Copy out all of these lines word for word, without changing anything.

[Entries taken from a collection]
= = = = = = =

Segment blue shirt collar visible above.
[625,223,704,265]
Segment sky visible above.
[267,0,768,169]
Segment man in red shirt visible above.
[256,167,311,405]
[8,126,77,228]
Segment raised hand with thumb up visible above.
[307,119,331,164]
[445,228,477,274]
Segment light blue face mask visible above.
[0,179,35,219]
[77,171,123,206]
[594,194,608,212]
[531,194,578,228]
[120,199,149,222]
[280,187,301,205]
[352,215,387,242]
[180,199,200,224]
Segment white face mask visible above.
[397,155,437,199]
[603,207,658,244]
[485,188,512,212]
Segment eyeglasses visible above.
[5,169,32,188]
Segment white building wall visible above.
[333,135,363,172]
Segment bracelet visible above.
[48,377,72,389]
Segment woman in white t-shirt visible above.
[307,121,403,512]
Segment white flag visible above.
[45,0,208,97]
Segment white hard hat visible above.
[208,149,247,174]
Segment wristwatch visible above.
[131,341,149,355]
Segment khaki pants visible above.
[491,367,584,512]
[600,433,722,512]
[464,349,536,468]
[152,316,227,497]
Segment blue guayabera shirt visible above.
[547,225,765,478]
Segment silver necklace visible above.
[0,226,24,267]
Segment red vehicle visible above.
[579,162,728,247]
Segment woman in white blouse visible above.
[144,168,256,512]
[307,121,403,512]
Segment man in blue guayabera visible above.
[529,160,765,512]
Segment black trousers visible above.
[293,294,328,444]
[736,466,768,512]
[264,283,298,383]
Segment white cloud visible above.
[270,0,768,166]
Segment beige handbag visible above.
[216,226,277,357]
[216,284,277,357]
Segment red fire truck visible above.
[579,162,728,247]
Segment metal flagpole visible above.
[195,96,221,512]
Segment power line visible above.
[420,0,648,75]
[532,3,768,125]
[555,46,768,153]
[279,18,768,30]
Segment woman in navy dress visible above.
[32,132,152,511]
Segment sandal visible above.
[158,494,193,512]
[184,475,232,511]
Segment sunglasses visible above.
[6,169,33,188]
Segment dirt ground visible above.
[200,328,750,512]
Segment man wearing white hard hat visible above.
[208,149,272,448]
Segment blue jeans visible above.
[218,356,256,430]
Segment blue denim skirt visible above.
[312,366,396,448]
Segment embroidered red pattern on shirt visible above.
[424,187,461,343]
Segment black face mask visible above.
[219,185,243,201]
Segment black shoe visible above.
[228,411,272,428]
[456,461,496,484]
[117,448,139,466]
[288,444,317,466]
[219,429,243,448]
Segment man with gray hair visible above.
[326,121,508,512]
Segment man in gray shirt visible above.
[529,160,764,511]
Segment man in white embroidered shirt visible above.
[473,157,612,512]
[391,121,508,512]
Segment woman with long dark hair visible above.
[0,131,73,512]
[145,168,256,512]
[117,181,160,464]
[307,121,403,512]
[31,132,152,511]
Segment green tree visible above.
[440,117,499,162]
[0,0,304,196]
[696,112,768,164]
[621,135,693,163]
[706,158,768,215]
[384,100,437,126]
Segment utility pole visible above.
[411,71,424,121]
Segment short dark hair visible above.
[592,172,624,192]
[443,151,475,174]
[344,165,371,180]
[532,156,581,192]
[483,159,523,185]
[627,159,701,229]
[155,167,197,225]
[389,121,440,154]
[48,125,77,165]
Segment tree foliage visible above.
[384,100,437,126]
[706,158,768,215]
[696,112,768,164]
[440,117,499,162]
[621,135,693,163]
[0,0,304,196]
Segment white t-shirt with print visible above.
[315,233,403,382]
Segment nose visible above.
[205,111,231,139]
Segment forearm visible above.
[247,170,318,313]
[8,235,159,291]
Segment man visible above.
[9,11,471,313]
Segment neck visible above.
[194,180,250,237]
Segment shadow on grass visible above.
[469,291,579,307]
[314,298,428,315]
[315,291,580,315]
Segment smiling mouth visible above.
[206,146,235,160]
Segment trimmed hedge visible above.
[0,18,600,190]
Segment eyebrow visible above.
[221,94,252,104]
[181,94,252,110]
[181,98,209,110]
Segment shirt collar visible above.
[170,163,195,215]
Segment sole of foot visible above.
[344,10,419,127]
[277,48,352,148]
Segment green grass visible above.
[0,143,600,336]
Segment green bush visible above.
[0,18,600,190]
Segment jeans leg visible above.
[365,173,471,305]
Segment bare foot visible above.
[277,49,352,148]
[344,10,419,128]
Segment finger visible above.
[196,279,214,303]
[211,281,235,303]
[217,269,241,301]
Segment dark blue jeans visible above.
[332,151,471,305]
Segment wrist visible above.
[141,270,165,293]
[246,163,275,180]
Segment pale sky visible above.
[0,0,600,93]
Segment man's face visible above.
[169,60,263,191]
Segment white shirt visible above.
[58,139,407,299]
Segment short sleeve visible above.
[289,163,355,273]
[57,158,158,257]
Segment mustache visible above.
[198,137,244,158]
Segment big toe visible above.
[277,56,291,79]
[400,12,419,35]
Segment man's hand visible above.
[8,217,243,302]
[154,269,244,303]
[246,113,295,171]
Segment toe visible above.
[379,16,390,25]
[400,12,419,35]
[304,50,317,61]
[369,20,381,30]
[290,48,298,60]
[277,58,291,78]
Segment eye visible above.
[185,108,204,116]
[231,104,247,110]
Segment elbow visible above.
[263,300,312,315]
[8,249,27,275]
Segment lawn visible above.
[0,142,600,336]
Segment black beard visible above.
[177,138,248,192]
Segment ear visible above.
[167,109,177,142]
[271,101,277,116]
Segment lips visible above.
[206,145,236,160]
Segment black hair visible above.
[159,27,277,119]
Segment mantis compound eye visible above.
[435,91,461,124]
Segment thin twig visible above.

= = = = = = =

The solution:
Segment blue shirt collar visible above.
[625,223,704,265]
Segment sky visible above.
[267,0,768,169]
Segment man in red shirt visible above.
[256,167,311,405]
[8,126,77,228]
Segment raised hand with thumb up visible above.
[307,119,331,164]
[445,228,477,274]
Segment light blue face mask visible above.
[0,179,35,219]
[77,171,123,206]
[594,194,608,212]
[531,194,578,228]
[120,199,149,222]
[280,187,301,205]
[352,215,387,242]
[180,199,200,224]
Segment white face mask visible above.
[397,155,437,199]
[603,207,658,244]
[485,188,512,212]
Segment eyeglasses visible above.
[5,169,32,188]
Segment white building wall visible above.
[333,135,363,172]
Segment bracelet visible above.
[48,377,72,389]
Segment woman in white t-shirt visible above.
[307,121,403,512]
Segment white flag visible above.
[45,0,208,97]
Segment white hard hat visible above.
[208,149,247,174]
Segment wristwatch visible above.
[131,341,149,355]
Segment khaki pants visible above.
[491,367,584,512]
[600,433,722,512]
[464,349,536,468]
[152,316,227,497]
Segment blue guayabera shirt visible above.
[547,225,765,478]
Segment silver necklace visible above.
[0,226,24,267]
Segment red vehicle visible above.
[579,162,728,247]
Segment woman in white blouse visible above.
[144,168,256,512]
[307,121,403,512]
Segment man in blue guayabera visible above.
[529,160,765,512]
Segment black trousers visible above.
[293,294,328,444]
[736,466,768,512]
[264,283,298,383]
Segment white cloud visible above.
[270,0,768,166]
Segment beige handbag visible above.
[216,226,277,357]
[216,284,277,357]
Segment red fire truck visible above.
[579,162,728,247]
Segment metal flagpole visible above.
[195,96,221,512]
Segment power line visible above.
[420,0,648,75]
[532,3,768,125]
[555,46,768,153]
[279,18,768,30]
Segment woman in navy dress visible above.
[32,132,152,511]
Segment sandal visible above.
[158,494,193,512]
[184,475,232,511]
Segment sunglasses visible above.
[6,169,33,188]
Segment dirt ground visible above.
[200,328,750,512]
Segment man wearing white hard hat visible above.
[208,149,272,448]
Segment blue jeans visible above.
[218,356,256,430]
Segment blue denim skirt visible above.
[312,366,396,448]
Segment embroidered red pattern on shirt visible above.
[424,187,461,343]
Segment black face mask visible above.
[219,185,243,201]
Segment black shoe visible above.
[228,411,272,428]
[456,461,496,484]
[117,448,139,466]
[288,444,317,466]
[219,429,243,448]
Segment man with gray hair visible above.
[326,121,508,512]
Segment man in gray shirt visible above.
[529,160,764,511]
Segment man in white embroidered shirt visible above.
[473,157,612,512]
[391,121,508,512]
Segment woman with long dark hair visible above.
[0,131,73,512]
[145,168,256,512]
[117,181,160,464]
[307,121,403,512]
[31,132,152,511]
Segment green tree visible above.
[440,117,499,162]
[0,0,304,196]
[696,112,768,164]
[621,135,693,163]
[706,158,768,215]
[384,100,437,126]
Segment utility pole visible above.
[411,71,424,121]
Segment short dark hair visible above.
[592,172,624,192]
[443,151,475,174]
[344,165,371,180]
[532,156,581,192]
[483,159,523,185]
[627,159,701,229]
[155,167,197,225]
[389,121,440,154]
[48,125,77,165]
Segment tree foliage visible above.
[384,100,437,126]
[706,158,768,215]
[696,112,768,164]
[440,117,499,162]
[621,135,693,163]
[0,0,304,196]
Segment white t-shirt with print visible above.
[315,233,403,382]
Segment nose visible above.
[205,111,231,139]
Segment forearm visible above.
[247,170,318,313]
[8,235,159,291]
Segment man visible above.
[9,11,471,313]
Segment neck visible above.
[194,180,250,237]
Segment shadow on grass visible above.
[469,291,579,307]
[314,298,428,315]
[315,291,580,315]
Segment smiling mouth visible above.
[206,146,235,160]
Segment trimmed hedge visible above.
[0,18,600,190]
Segment eyebrow visible above.
[221,94,252,104]
[181,94,252,110]
[181,98,209,110]
Segment shirt collar visible above.
[170,163,195,215]
Segment sole of foot visible above.
[344,10,419,127]
[277,48,352,148]
Segment green grass visible above.
[0,143,600,336]
Segment green bush visible above.
[0,18,600,190]
Segment jeans leg visible above.
[365,173,471,305]
Segment bare foot visible above.
[277,49,352,148]
[344,10,419,128]
Segment finger visible above.
[196,279,214,303]
[211,281,235,303]
[217,269,241,301]
Segment dark blue jeans visible above.
[332,151,471,305]
Segment wrist visible above.
[141,270,165,293]
[246,163,275,180]
Segment pale sky visible above.
[0,0,600,93]
Segment man's face visible above.
[169,60,263,191]
Segment white shirt visible above.
[58,139,407,299]
Segment short sleeve visible above.
[289,163,355,273]
[57,158,158,257]
Segment mustache visible above.
[198,137,244,158]
Segment big toe visible above.
[277,56,291,79]
[400,12,419,35]
Segment man's hand visible above.
[8,217,243,302]
[154,269,244,303]
[246,113,295,171]
Segment toe visible above.
[379,16,390,25]
[400,12,419,35]
[304,50,317,61]
[369,20,381,30]
[290,48,298,60]
[277,58,291,78]
Segment eye visible above.
[185,108,204,116]
[231,104,247,110]
Segment elbow visible above.
[263,300,312,315]
[8,249,27,275]
Segment lawn visible above.
[0,142,600,336]
Segment black beard visible above.
[177,138,248,192]
Segment ear visible above.
[167,109,177,142]
[271,101,277,116]
Segment lips visible above.
[206,145,236,160]
Segment black hair visible above.
[159,27,277,119]
Segment mantis compound eye visible above.
[435,91,461,124]
Segment thin twig visible above.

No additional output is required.